• WRITTEN REQUEST: Please edit the material below by replacing "wooden headboard" with "padded headboard" and leaving everything else unchanged. Omit the pictures from your answer.

• RECORDED INFORMATION:
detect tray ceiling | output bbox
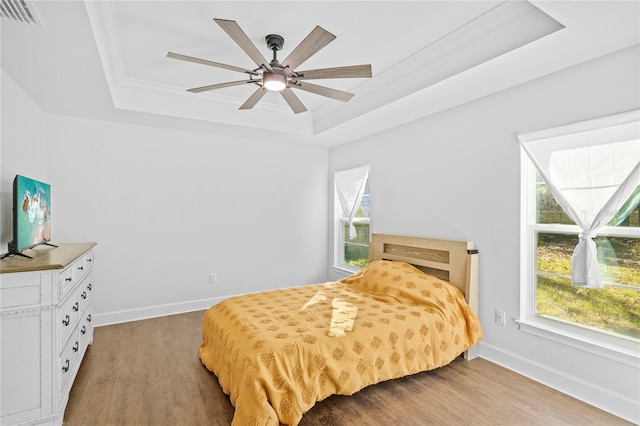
[2,1,640,147]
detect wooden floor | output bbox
[64,311,630,426]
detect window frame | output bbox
[515,151,640,366]
[333,165,371,275]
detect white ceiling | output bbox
[1,1,640,147]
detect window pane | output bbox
[535,233,640,338]
[536,172,640,227]
[342,223,369,267]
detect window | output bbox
[334,166,371,271]
[519,112,640,344]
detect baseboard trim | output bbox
[479,342,640,424]
[92,296,229,327]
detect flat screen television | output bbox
[8,175,52,257]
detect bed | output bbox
[199,234,483,425]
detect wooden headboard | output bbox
[369,234,478,322]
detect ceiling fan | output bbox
[167,18,371,114]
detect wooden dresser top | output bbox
[0,242,96,274]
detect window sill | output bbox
[516,315,640,367]
[333,265,360,277]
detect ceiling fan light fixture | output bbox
[262,73,287,91]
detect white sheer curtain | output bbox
[334,166,369,238]
[518,111,640,288]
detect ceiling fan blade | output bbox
[280,88,307,114]
[239,86,267,109]
[293,64,371,80]
[187,80,257,93]
[291,82,355,102]
[282,26,336,70]
[167,52,258,75]
[213,18,273,71]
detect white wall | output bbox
[328,46,640,422]
[2,73,328,324]
[0,70,50,243]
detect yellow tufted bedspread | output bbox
[200,260,482,425]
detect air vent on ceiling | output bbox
[0,0,44,27]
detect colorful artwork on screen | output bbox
[15,176,51,247]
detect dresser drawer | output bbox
[0,274,41,310]
[59,328,82,390]
[56,292,80,346]
[78,306,93,348]
[78,275,93,312]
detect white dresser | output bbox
[0,243,96,426]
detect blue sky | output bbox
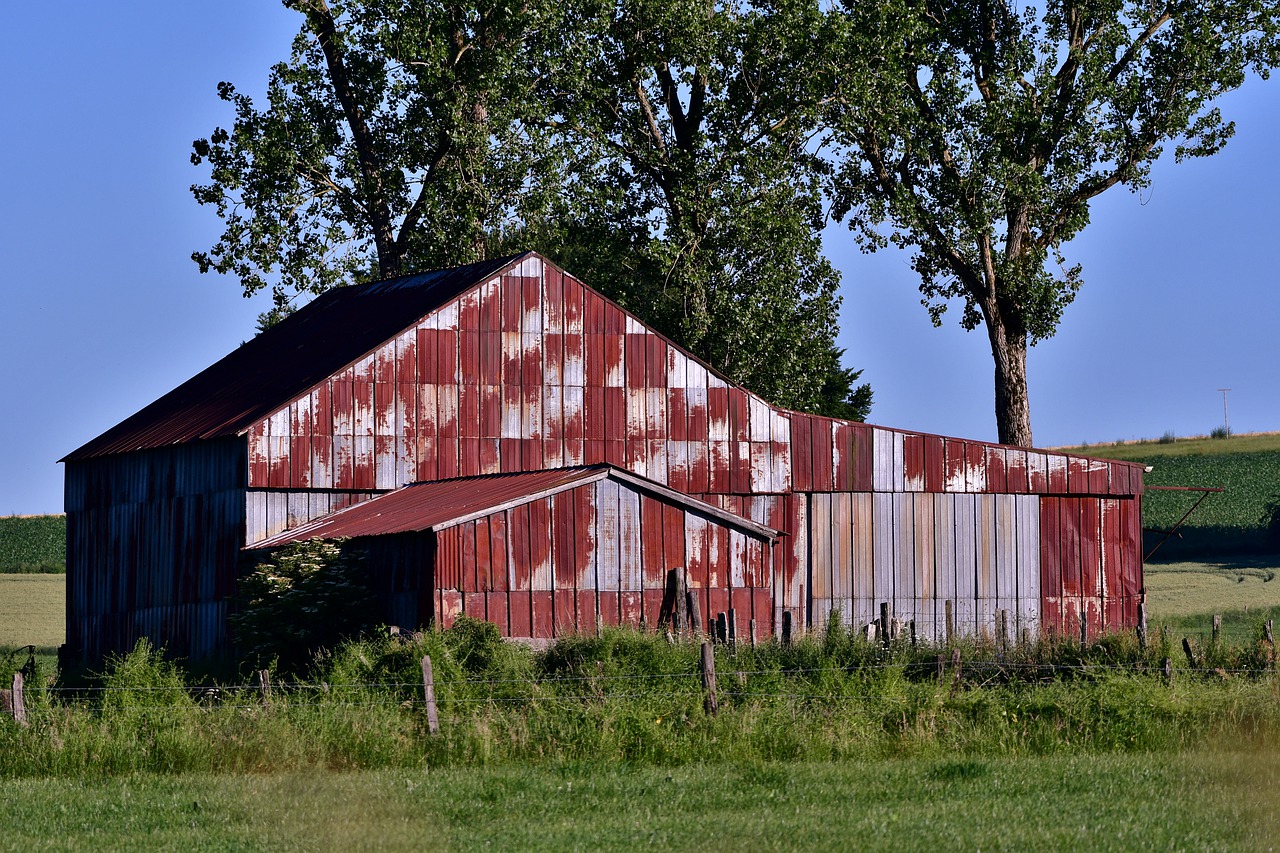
[0,0,1280,515]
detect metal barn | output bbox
[64,254,1143,657]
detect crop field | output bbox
[0,515,67,574]
[0,574,67,651]
[1054,433,1280,561]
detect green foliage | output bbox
[191,0,563,303]
[831,0,1280,443]
[192,0,870,419]
[1258,492,1280,553]
[0,622,1280,777]
[0,515,67,574]
[228,539,376,672]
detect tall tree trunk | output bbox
[986,311,1032,447]
[300,0,403,278]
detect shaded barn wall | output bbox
[435,479,773,638]
[65,438,246,658]
[356,530,436,630]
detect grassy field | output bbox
[1065,433,1280,561]
[0,751,1280,852]
[0,574,67,649]
[0,515,67,573]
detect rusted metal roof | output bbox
[61,252,530,462]
[243,465,780,548]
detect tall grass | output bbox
[0,620,1280,777]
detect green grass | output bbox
[1055,433,1280,462]
[0,574,67,649]
[0,515,67,574]
[0,751,1280,850]
[1070,433,1280,561]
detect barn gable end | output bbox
[67,247,1142,653]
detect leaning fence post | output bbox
[422,654,440,734]
[685,589,703,640]
[257,670,271,704]
[699,640,719,716]
[13,672,27,726]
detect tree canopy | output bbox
[192,0,870,418]
[829,0,1280,444]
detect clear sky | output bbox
[0,0,1280,515]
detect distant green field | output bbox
[0,515,67,574]
[1064,433,1280,561]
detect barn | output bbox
[63,254,1143,658]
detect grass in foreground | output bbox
[0,751,1280,850]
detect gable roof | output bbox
[60,252,532,462]
[250,465,780,549]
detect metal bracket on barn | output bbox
[1142,485,1226,562]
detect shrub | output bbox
[229,539,378,674]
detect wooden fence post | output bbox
[699,640,719,716]
[685,589,703,640]
[422,654,440,734]
[13,672,27,726]
[257,670,271,704]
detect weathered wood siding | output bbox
[65,439,246,658]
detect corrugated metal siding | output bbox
[65,439,246,658]
[435,479,774,639]
[809,492,1041,640]
[68,249,1142,648]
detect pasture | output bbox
[0,751,1280,850]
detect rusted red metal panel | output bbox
[1044,453,1068,494]
[1066,456,1089,494]
[986,444,1009,494]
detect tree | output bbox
[548,0,870,419]
[191,0,558,313]
[192,0,870,418]
[831,0,1280,446]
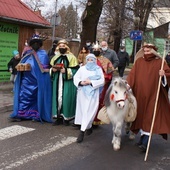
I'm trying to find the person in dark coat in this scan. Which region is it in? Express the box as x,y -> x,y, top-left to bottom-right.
117,46 -> 129,77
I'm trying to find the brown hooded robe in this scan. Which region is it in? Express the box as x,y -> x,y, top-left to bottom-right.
127,57 -> 170,138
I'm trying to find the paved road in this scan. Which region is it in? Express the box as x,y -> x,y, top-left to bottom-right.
0,113 -> 170,170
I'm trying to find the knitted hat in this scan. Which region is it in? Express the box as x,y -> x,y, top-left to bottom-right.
12,50 -> 19,56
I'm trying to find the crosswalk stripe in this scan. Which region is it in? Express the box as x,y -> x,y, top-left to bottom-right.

• WRITTEN RESPONSE:
detect tray ceiling | output bbox
[2,1,640,147]
detect wooden floor | output bbox
[64,311,630,426]
detect window frame | output bbox
[515,151,640,366]
[333,165,371,275]
detect white ceiling | output bbox
[1,1,640,147]
detect window pane | output bbox
[535,233,640,338]
[536,172,640,227]
[342,223,369,267]
detect window | output bbox
[334,166,371,271]
[519,112,640,344]
detect baseboard trim | output bbox
[479,342,640,424]
[92,296,229,327]
detect flat screen television | output bbox
[8,175,52,257]
detect bed | output bbox
[199,234,483,425]
detect padded headboard | output bbox
[369,234,478,322]
detect ceiling fan | output bbox
[167,18,371,114]
detect wooden dresser top | output bbox
[0,242,96,274]
detect window sill | output bbox
[516,315,640,367]
[333,265,360,277]
detect ceiling fan light fixture | output bbox
[262,73,287,91]
detect white sheer curtain | output bbox
[334,166,369,238]
[518,111,640,288]
detect ceiling fan blade | output bbox
[280,88,307,114]
[239,86,267,109]
[293,64,371,80]
[187,80,257,93]
[291,82,355,102]
[282,26,336,70]
[167,52,258,75]
[213,18,273,71]
detect white wall | output bbox
[328,46,640,422]
[2,73,328,324]
[0,70,50,243]
detect yellow tufted bedspread | output bbox
[200,260,482,425]
detect air vent on ceiling | output bbox
[0,0,44,27]
detect colorful artwork on screen | output bbox
[15,176,51,247]
detect dresser drawer | output bbox
[0,274,41,310]
[59,328,82,390]
[56,292,80,346]
[78,306,93,348]
[78,275,93,312]
detect white dresser | output bbox
[0,243,96,426]
detect blue sky | output bbox
[0,0,1280,515]
detect metal barn | output bbox
[64,254,1143,657]
detect crop field | output bbox
[0,515,67,574]
[0,574,67,651]
[1054,433,1280,561]
detect green foliage | output bbox
[191,0,563,303]
[831,0,1280,443]
[192,0,870,419]
[1258,492,1280,553]
[0,622,1280,777]
[0,515,67,574]
[228,539,376,672]
detect tall tree trunk | output bbox
[986,311,1032,447]
[300,0,403,278]
detect shaded barn wall | output bbox
[435,479,773,638]
[65,438,246,658]
[356,530,436,630]
detect grassy field | output bbox
[1065,433,1280,561]
[0,751,1280,852]
[0,574,67,649]
[0,515,67,573]
detect rusted metal roof | output bbox
[61,252,530,462]
[243,465,780,548]
detect tall grass | output bbox
[0,620,1280,777]
detect green grass | output bbox
[1055,433,1280,462]
[0,574,67,649]
[0,515,67,574]
[0,751,1280,850]
[1070,433,1280,561]
detect barn gable end | output bbox
[67,247,1142,653]
detect leaning fence post | output bbox
[422,654,440,734]
[685,589,703,640]
[257,670,271,704]
[699,640,719,716]
[13,672,27,726]
detect tree canopy | output bbox
[192,0,870,418]
[829,0,1280,444]
detect clear sky | output bbox
[0,0,1280,515]
detect distant green field | output bbox
[0,515,67,574]
[1064,433,1280,561]
detect barn | output bbox
[63,254,1143,658]
detect grass in foreground | output bbox
[0,751,1280,850]
detect gable roof | output bbox
[60,252,532,462]
[250,465,780,549]
detect metal bracket on barn | output bbox
[1142,485,1226,562]
detect shrub | output bbox
[229,539,378,674]
detect wooden fence post | output bbox
[699,640,719,716]
[685,589,703,640]
[422,654,440,734]
[13,672,27,726]
[257,670,271,704]
detect weathered wood siding | output bbox
[65,439,246,658]
detect corrugated metal siding | output bbox
[65,439,246,658]
[435,479,774,639]
[809,492,1041,640]
[68,249,1142,648]
detect pasture | output bbox
[0,751,1280,850]
detect rusted red metal panel | output bbox
[1044,453,1068,494]
[1066,456,1089,494]
[986,444,1009,494]
detect tree | output bbox
[548,0,870,419]
[191,0,558,313]
[192,0,870,418]
[831,0,1280,446]
I'm trying to find the person in dark coat in this scan. Which region is it in? Express the box as x,y -> x,y, top-left to bottom-right.
117,46 -> 129,77
I'm trying to find the brown hooded robe in this scan. Which region is it in? Express the box as x,y -> x,y, top-left to bottom-right.
127,57 -> 170,138
I'm trying to find the paved road in this scan. Which region is it in? Express the box as x,y -> x,y, top-left to bottom-right.
0,113 -> 170,170
I'm trying to find the knitted hat in this scan. Which region is it in? Express the box as x,y -> x,y, top-left to bottom-right.
12,50 -> 19,56
I'm trying to find the crosswalk stripe in this scan. Which region is it in? Express the box as x,y -> x,y, top-left to bottom-right.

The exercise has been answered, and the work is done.